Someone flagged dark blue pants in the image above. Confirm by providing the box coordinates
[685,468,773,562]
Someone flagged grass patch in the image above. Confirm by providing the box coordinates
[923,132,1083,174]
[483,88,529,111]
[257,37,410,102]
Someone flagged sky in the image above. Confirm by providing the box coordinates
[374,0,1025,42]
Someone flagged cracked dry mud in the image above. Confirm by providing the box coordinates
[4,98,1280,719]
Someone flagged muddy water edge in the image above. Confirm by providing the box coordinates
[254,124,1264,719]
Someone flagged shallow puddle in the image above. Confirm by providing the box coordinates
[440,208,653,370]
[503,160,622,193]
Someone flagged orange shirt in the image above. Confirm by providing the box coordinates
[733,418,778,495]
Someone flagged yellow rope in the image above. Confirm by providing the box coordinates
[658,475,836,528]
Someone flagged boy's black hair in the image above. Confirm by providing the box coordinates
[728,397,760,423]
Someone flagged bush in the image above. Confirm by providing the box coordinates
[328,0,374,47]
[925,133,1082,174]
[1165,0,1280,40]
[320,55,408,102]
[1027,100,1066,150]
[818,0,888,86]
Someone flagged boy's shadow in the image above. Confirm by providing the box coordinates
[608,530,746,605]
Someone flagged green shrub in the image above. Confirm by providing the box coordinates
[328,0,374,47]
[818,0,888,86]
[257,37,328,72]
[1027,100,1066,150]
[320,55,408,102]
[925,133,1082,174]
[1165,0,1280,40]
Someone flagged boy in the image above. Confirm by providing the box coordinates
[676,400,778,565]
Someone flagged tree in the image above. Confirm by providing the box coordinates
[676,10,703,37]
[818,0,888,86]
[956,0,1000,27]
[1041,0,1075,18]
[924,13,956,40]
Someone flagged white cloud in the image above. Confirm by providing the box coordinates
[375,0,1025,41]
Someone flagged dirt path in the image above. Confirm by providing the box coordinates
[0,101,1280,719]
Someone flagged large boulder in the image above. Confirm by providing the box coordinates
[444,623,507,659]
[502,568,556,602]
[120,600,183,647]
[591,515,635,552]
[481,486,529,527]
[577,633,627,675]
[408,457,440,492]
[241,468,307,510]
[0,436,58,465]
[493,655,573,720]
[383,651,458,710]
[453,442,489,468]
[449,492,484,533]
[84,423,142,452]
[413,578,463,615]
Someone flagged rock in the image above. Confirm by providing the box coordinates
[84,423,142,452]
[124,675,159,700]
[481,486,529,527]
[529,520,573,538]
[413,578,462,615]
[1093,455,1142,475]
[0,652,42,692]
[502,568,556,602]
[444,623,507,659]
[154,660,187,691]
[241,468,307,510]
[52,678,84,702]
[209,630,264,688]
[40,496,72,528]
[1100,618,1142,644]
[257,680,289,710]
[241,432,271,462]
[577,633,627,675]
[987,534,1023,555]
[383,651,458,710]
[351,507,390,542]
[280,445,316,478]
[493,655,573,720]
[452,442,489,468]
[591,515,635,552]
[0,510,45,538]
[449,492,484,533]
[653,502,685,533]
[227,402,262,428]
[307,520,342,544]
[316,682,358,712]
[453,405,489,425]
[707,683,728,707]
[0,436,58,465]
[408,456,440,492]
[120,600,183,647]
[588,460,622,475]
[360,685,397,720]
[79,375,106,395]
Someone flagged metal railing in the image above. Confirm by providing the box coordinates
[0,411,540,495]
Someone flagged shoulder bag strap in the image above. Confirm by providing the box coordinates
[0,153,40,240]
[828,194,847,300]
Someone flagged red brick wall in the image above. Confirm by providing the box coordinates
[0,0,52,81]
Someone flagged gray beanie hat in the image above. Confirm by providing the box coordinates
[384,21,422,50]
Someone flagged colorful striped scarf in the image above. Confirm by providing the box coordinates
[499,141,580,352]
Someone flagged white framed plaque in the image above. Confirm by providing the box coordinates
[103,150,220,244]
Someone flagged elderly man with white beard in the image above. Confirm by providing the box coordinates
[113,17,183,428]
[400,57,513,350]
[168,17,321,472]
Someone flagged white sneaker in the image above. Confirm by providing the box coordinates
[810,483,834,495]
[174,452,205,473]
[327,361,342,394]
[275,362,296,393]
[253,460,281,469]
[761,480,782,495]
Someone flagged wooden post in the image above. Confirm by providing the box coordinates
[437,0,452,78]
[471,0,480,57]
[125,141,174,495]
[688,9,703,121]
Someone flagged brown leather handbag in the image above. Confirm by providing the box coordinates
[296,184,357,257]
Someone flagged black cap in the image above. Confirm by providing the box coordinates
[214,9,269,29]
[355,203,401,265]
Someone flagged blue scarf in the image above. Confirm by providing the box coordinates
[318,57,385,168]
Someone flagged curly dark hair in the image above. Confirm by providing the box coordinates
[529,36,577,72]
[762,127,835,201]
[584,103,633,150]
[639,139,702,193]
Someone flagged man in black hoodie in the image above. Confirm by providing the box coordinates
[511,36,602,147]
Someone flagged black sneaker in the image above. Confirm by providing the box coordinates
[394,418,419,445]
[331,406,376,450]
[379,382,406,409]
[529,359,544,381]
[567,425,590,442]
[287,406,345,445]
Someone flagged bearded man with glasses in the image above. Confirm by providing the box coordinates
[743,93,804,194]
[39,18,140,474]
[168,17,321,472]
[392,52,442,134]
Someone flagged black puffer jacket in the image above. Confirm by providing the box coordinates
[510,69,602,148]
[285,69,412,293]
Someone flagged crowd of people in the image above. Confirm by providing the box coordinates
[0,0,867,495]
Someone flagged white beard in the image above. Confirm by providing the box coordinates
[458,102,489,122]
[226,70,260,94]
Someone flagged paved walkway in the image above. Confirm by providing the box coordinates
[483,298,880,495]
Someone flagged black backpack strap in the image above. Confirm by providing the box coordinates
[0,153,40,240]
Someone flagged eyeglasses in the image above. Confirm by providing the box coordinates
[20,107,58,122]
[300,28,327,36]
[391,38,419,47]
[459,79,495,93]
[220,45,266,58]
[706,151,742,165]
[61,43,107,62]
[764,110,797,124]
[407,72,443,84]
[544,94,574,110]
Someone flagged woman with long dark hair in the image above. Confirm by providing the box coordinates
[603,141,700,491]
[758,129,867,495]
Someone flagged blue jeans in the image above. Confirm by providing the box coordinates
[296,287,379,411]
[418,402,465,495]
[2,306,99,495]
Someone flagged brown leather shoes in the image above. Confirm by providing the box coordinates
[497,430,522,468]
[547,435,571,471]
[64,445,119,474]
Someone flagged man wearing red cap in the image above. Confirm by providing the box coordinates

> [Exercise requirements]: Add -144 to every coordinate in the answers and write out again everything from the line containing "Someone flagged dirt" down to the line containing "[413,578,463,615]", both included, keeping the requests unchanged. Give only those lines of the data.

> [Output]:
Someone flagged dirt path in the image above. Confirm by providing the box coordinates
[-144,-43,1136,575]
Someone flagged large boulder in the image above. Confirm by providing the box coordinates
[300,479,363,515]
[358,424,412,458]
[-24,456,39,503]
[447,371,491,408]
[337,342,385,383]
[433,489,483,531]
[264,313,296,348]
[97,324,163,366]
[-144,292,-86,321]
[349,511,429,576]
[239,507,314,566]
[309,298,345,324]
[305,348,340,389]
[-60,279,-2,308]
[269,434,319,471]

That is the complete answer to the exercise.